▶ What the exercise asks: The answer must consist of every line from the entries that holds the word "trace".

Stored records
==============================

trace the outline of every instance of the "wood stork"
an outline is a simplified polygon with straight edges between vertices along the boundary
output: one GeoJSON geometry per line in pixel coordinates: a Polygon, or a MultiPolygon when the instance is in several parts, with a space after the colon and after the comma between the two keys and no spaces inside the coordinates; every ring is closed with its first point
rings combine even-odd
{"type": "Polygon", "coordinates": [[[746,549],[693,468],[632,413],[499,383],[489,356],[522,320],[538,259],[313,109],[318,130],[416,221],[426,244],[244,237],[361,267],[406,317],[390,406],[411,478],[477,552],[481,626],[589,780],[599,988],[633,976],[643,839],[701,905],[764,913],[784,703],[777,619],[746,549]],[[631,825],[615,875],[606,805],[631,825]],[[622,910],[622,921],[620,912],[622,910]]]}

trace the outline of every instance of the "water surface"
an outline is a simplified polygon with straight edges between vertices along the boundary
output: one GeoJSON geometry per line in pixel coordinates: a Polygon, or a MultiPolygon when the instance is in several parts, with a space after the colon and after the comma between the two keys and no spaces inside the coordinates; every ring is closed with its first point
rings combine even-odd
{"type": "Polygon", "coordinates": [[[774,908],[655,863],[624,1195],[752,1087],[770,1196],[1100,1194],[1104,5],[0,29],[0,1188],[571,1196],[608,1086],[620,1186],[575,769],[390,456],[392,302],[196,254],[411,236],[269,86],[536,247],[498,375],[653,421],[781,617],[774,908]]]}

==============================

▶ Answer space:
trace the outline of every instance of the "wood stork"
trace the outline of every instance of the "water surface"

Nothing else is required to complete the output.